■ **VORLIEGENDER TEXT**
---*---
Wie haben denn die Kollegen im Parlament und den Ausschüssen auf die Auslosung reagiert?
Die haben mir alle gratuliert.
Wird denn in Straßburg und Brüssel viel gefachsimpelt?
Natürlich. Sitzen ja auch viele Experten drin. Mit dem Gianni Rivera hab’ ich neulich zum Beispiel geplaudert, der sitzt bei mir im Arbeitskreis.
Der frühere Weltstar vom AC Milan?
Der ist ja auch Abgeordneter, genau wie der Cousin vom Ruud van Nistelrooy.
Ach.
Jaja, der Lambert van Nistelrooy. Ist für die holländischen Konservativen im Parlament. Der kennt sich schon aus im Fußball. Und die deutschen Kollegen natürlich auch. Der Markus Pieper zum Beispiel.
Und wer ist der Herr Pieper?
Ein guter Freund. Der ist EU-Abgeordneter aus dem Münsterland. Und Präsident der Sportfreunde Lotte. Der freut sich auch schon aufs Wochenende. Die spielen ja gegen den VfL Bochum. Und andere Parlamentarier haben zu mir ja auch gesagt: Mensch, Ulmer, jetzt bist du endlich mal im Fernsehen.
Was Sie als Politiker selten sind.
Richtig. Weil Fußball direkter ist, die EU-Politik passt oft gar nicht in eine kurze Sendung rein. Politik ist einfach viel komplizierter als Fußball.
Und auch weniger beliebt, während von einer Fußballverdrossenheit im Land wenig zu spüren ist.
Da haben Sie ganz Recht. Ich wär’ sofort dafür, Elemente des Fußballs ins Parlament mit hinüberzunehmen. Gelbe und Rote Karte etwa. Oder schnelle Entscheidungen. Im Fußball gibt es spätestens nach dem Elfmeterschießen ein Ergebnis. Bei uns geht’s dagegen noch fünfmal in den Vermittlungsausschuss, und selbst dann ist nicht sicher, dass ein Ergebnis feststeht.
Politiker gelten heute weniger als Vorbilder, Fußballer sind dagegen Idole.
Aber das war doch schon immer so. Ich hab’ ja meine Vorbilder auch im Fußball gehabt. Einer wie den Schwarzenbeck, den hab’ ich schon als Kind immer bewundert. Oder heute den Schweinsteiger, den Lahm, das sind klassische Vorbilder, die sind so unauffällig und tapfer, und halten es auch gut aus, dass sie nicht die großen Stars sind.
Sie meinen, wie ein Ribéry.
---*---
■ **BEREITGESTELLTES MATERIAL**
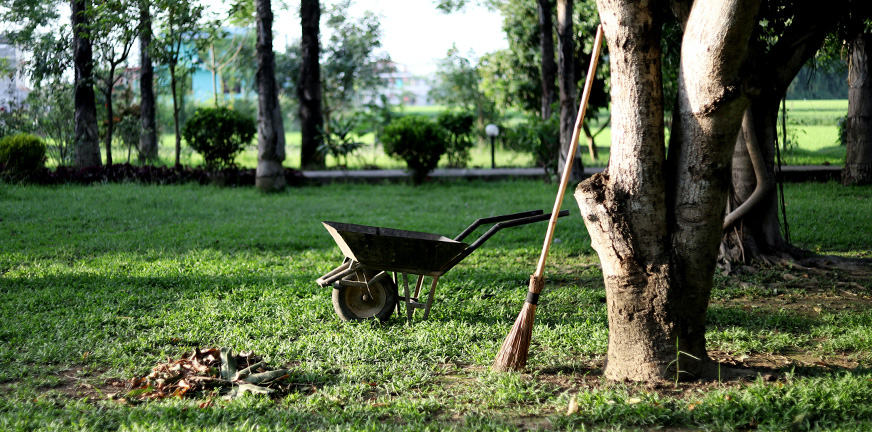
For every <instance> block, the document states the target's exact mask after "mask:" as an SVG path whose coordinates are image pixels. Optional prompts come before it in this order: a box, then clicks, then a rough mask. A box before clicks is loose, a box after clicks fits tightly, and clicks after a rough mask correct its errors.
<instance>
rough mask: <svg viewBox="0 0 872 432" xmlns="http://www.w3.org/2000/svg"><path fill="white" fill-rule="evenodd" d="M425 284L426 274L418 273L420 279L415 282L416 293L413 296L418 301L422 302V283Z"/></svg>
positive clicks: (415, 292)
mask: <svg viewBox="0 0 872 432" xmlns="http://www.w3.org/2000/svg"><path fill="white" fill-rule="evenodd" d="M423 284H424V275H418V281H417V282H415V295H413V296H412V298H413V299H415V301H416V302H420V300H419V299H420V298H421V285H423Z"/></svg>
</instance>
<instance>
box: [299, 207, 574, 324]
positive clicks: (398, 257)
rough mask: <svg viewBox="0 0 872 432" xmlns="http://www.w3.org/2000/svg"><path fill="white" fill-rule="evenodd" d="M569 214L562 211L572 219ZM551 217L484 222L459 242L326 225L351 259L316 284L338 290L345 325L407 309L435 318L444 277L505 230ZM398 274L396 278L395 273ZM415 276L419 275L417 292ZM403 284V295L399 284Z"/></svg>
mask: <svg viewBox="0 0 872 432" xmlns="http://www.w3.org/2000/svg"><path fill="white" fill-rule="evenodd" d="M568 215H569V211H568V210H564V211H562V212H560V213H559V215H558V216H559V217H563V216H568ZM550 218H551V214H550V213H548V214H543V212H542V210H533V211H527V212H522V213H513V214H507V215H502V216H493V217H487V218H480V219H478V220H476V221H475V222H473V223H472V225H470V226H468V227H467V228H466V229H465V230H463V232H461V233H460V234H459V235H458V236H457V237H455V238H454V239H453V240H452V239H450V238H447V237H443V236H441V235H439V234H430V233H423V232H416V231H405V230H398V229H391V228H380V227H372V226H365V225H354V224H347V223H340V222H327V221H325V222H322V223H323V224H324V228H326V229H327V232H329V233H330V235H331V236H332V237H333V240H334V241H335V242H336V244H337V245H338V246H339V249H341V250H342V253H343V254H344V255H345V260H344V261H343V262H342V264H341V265H339V266H338V267H336V268H334V269H333V270H331V271H329V272H328V273H327V274H325V275H324V276H321V277H320V278H318V280H317V281H316V282H317V283H318V285H319V286H321V287H322V288H326V287H331V286H332V287H333V309H334V310H335V311H336V314H337V315H339V318H341V319H343V320H345V321H361V320H366V319H373V318H377V319H379V320H381V321H385V320H387V319H388V318H389V317H390V316H391V314H392V313H393V311H394V308H396V309H397V313H399V312H400V310H399V309H400V304H404V305H405V309H406V320H407V321H411V320H412V316H413V313H414V311H415V309H424V316H423V319H427V317H428V316H429V315H430V307H431V306H432V305H433V293H435V292H436V284H437V283H438V282H439V278H440V277H441V276H442V275H443V274H445V272H447V271H448V270H451V269H452V268H453V267H454V266H456V265H457V264H458V263H459V262H460V261H463V259H464V258H466V257H468V256H469V255H470V254H471V253H473V252H474V251H475V250H476V249H478V248H479V247H480V246H481V245H482V244H483V243H484V242H485V241H487V240H488V239H489V238H491V236H493V235H494V234H496V233H497V231H499V230H501V229H503V228H510V227H515V226H520V225H527V224H531V223H535V222H542V221H547V220H549V219H550ZM485 224H494V225H493V226H492V227H491V228H490V229H489V230H487V232H485V233H484V234H482V236H481V237H479V238H478V240H476V241H474V242H473V243H472V244H466V243H463V242H462V240H463V239H464V238H466V237H467V236H468V235H469V234H471V233H472V232H473V231H475V230H476V228H478V227H479V226H481V225H485ZM391 273H393V275H392V274H391ZM409 275H413V276H417V281H415V285H414V288H413V290H411V292H410V289H409ZM400 276H402V282H403V295H402V296H400V295H399V293H398V289H397V286H398V285H399V283H400ZM425 276H430V277H431V278H432V282H431V284H430V292H429V293H428V294H427V298H426V300H425V301H423V302H422V301H421V287H422V285H423V283H424V277H425Z"/></svg>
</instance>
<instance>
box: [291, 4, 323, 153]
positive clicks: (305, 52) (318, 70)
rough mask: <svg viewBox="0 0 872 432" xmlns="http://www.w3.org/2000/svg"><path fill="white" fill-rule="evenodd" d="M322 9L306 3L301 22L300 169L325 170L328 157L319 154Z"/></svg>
mask: <svg viewBox="0 0 872 432" xmlns="http://www.w3.org/2000/svg"><path fill="white" fill-rule="evenodd" d="M320 19H321V5H320V3H319V1H318V0H302V1H301V3H300V22H301V25H302V28H303V35H302V40H301V42H300V48H301V51H302V52H301V63H300V77H299V83H298V85H297V96H298V97H299V102H300V129H301V132H302V145H301V151H300V165H301V166H302V167H303V168H323V167H324V166H325V160H324V156H323V155H321V154H320V153H319V152H318V147H319V146H320V145H321V129H322V128H323V126H324V118H323V114H322V111H321V110H322V107H321V66H320V64H319V63H318V56H319V51H320V47H319V42H318V34H319V21H320Z"/></svg>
---*---
■ **ARBEITSAUFTRAG**
Schreiben Sie aus dem Interview über Fußball und das Europaparlament den Abschnitt wortgetreu ab, der bei den Worten „Wie haben denn“ beginnt und nach den Worten „mir im Arbeitskreis.“ endet.

■ **ERGEBNIS DER AUFGABE**
Wie haben denn die Kollegen im Parlament und den Ausschüssen auf die Auslosung reagiert?
Die haben mir alle gratuliert.
Wird denn in Straßburg und Brüssel viel gefachsimpelt?
Natürlich. Sitzen ja auch viele Experten drin. Mit dem Gianni Rivera hab’ ich neulich zum Beispiel geplaudert, der sitzt bei mir im Arbeitskreis.